# Set problem
Swap every "paved walkway" in the material below for "sidewalk", keeping everything else unchanged. Omit the pictures from your answer.

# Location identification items
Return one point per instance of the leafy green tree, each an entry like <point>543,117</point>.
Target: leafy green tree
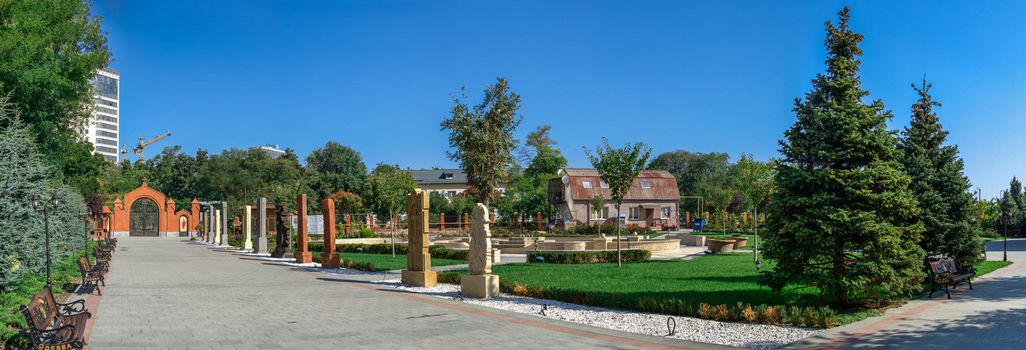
<point>939,185</point>
<point>618,167</point>
<point>389,188</point>
<point>50,50</point>
<point>838,220</point>
<point>597,203</point>
<point>705,175</point>
<point>481,138</point>
<point>337,167</point>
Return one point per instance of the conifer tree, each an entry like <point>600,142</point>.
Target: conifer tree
<point>939,185</point>
<point>837,221</point>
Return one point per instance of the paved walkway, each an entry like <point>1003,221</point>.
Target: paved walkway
<point>991,316</point>
<point>175,294</point>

# Written response
Return one point per instance of the leafy green tree, each an entry like <point>543,117</point>.
Target: leafy green tree
<point>939,185</point>
<point>618,167</point>
<point>389,188</point>
<point>50,50</point>
<point>838,220</point>
<point>597,203</point>
<point>705,175</point>
<point>481,138</point>
<point>337,167</point>
Return one point per instance of the conifer tree, each an entry like <point>600,142</point>.
Target: conifer tree
<point>939,185</point>
<point>837,221</point>
Return one point per instance of the sidewalk, each an entry like <point>1003,221</point>.
Target: sidewalk
<point>991,316</point>
<point>175,294</point>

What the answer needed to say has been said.